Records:
::::::

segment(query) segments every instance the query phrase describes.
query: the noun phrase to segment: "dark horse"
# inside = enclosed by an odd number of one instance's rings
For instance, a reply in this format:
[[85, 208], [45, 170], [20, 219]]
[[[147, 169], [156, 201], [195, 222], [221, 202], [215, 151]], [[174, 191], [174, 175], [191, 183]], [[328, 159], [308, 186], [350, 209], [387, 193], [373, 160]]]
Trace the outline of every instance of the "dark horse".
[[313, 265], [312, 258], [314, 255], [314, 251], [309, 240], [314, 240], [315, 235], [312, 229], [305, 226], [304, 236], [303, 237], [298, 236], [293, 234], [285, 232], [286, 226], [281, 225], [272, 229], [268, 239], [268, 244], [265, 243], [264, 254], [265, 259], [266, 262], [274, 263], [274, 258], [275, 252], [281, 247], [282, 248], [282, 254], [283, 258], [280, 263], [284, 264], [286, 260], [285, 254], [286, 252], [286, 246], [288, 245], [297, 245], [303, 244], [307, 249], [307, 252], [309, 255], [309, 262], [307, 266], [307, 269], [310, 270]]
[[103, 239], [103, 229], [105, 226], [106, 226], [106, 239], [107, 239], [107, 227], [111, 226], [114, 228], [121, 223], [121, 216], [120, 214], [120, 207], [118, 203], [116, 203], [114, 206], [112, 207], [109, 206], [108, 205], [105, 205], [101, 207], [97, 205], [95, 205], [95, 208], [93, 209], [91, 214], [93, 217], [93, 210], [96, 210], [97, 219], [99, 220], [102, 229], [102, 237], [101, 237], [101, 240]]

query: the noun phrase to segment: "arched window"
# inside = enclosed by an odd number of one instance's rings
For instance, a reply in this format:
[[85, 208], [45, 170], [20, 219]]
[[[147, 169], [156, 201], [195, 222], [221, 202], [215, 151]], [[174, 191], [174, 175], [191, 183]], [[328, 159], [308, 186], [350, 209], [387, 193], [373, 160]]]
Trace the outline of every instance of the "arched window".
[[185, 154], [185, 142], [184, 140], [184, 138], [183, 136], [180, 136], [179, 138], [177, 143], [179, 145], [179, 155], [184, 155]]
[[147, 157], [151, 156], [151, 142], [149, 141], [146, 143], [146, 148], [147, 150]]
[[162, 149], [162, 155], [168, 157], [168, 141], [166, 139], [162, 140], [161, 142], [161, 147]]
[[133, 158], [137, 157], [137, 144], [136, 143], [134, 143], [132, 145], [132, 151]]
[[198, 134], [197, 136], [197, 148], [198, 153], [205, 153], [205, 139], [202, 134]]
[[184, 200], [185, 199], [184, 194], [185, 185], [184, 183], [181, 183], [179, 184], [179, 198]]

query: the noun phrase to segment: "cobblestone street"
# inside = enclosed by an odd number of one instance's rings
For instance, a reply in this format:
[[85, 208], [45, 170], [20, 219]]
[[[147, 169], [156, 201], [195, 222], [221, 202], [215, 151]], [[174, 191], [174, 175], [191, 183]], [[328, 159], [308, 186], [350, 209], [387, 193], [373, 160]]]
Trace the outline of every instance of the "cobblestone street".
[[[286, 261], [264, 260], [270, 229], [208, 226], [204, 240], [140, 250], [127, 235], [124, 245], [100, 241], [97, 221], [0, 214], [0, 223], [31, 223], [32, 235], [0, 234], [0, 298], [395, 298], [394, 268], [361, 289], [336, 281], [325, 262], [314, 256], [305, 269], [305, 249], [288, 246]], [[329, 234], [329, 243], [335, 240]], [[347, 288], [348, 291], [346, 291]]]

::::::

Task instructions
Print the whole listing exactly as it is.

The solution
segment(query) segments every instance the query phrase describes.
query: the noun phrase to segment: "dark horse"
# inside = enclosed by an odd number of one instance's rings
For instance, a reply in this format:
[[85, 208], [45, 170], [20, 219]]
[[[147, 169], [156, 201], [195, 222], [221, 202], [215, 151]], [[174, 191], [174, 175], [191, 183]], [[328, 159], [308, 186], [350, 209], [387, 193], [373, 160]]]
Trace the outline of every instance of the "dark horse".
[[313, 265], [312, 258], [314, 255], [314, 251], [309, 240], [314, 240], [315, 235], [312, 229], [305, 226], [304, 236], [303, 237], [298, 236], [293, 234], [285, 232], [286, 226], [281, 225], [272, 229], [268, 239], [268, 244], [265, 243], [264, 254], [265, 259], [266, 262], [274, 263], [274, 258], [275, 252], [281, 247], [282, 248], [282, 254], [283, 258], [280, 263], [284, 264], [286, 260], [285, 254], [286, 252], [286, 246], [288, 245], [297, 245], [303, 244], [307, 249], [307, 252], [309, 255], [309, 262], [307, 266], [307, 269], [310, 270]]
[[103, 239], [103, 229], [105, 226], [106, 226], [106, 239], [107, 239], [107, 227], [111, 226], [114, 228], [121, 223], [121, 216], [120, 214], [120, 207], [118, 203], [116, 203], [114, 206], [112, 207], [109, 206], [108, 205], [105, 205], [101, 207], [97, 205], [95, 205], [95, 208], [93, 209], [91, 214], [93, 217], [93, 210], [96, 210], [97, 219], [99, 220], [102, 229], [102, 237], [101, 237], [101, 240]]

query: the noun phrase to segment: "arched window"
# inside = enclosed by an odd number of one instance's rings
For instance, a reply in this format:
[[85, 208], [45, 170], [20, 219]]
[[[147, 169], [156, 201], [195, 222], [221, 202], [215, 151]], [[174, 191], [174, 175], [191, 183]], [[328, 159], [308, 186], [350, 209], [387, 193], [373, 160]]]
Trace the outline of every instance of the "arched window".
[[185, 154], [185, 142], [184, 140], [184, 138], [183, 136], [180, 136], [179, 138], [177, 143], [179, 145], [179, 155], [184, 155]]
[[147, 157], [151, 156], [151, 142], [149, 141], [146, 143], [146, 148], [147, 150]]
[[162, 149], [162, 155], [168, 157], [168, 141], [166, 139], [162, 140], [161, 142], [161, 147]]
[[133, 158], [137, 157], [137, 144], [136, 143], [134, 143], [132, 145], [132, 151]]
[[198, 134], [197, 136], [197, 148], [198, 153], [205, 153], [205, 139], [202, 134]]
[[184, 200], [185, 199], [184, 194], [185, 185], [184, 183], [181, 183], [179, 184], [179, 198]]

query: the noun phrase to segment: "cobblestone street"
# inside = enclosed by an odd number of one instance's rings
For instance, a reply in this format:
[[85, 208], [45, 170], [20, 219]]
[[[147, 169], [156, 201], [195, 222], [221, 202], [215, 151]], [[174, 191], [174, 175], [191, 183]], [[328, 159], [308, 186], [350, 209], [387, 193], [373, 160]]]
Trace the outline of every instance of the "cobblestone street".
[[[286, 261], [264, 260], [270, 229], [208, 226], [204, 240], [140, 250], [127, 235], [124, 245], [100, 241], [97, 221], [0, 214], [0, 223], [31, 223], [32, 235], [0, 234], [0, 298], [395, 298], [394, 268], [361, 289], [336, 281], [325, 262], [314, 256], [305, 269], [305, 249], [288, 246]], [[329, 234], [329, 243], [335, 240]], [[347, 288], [348, 291], [346, 291]]]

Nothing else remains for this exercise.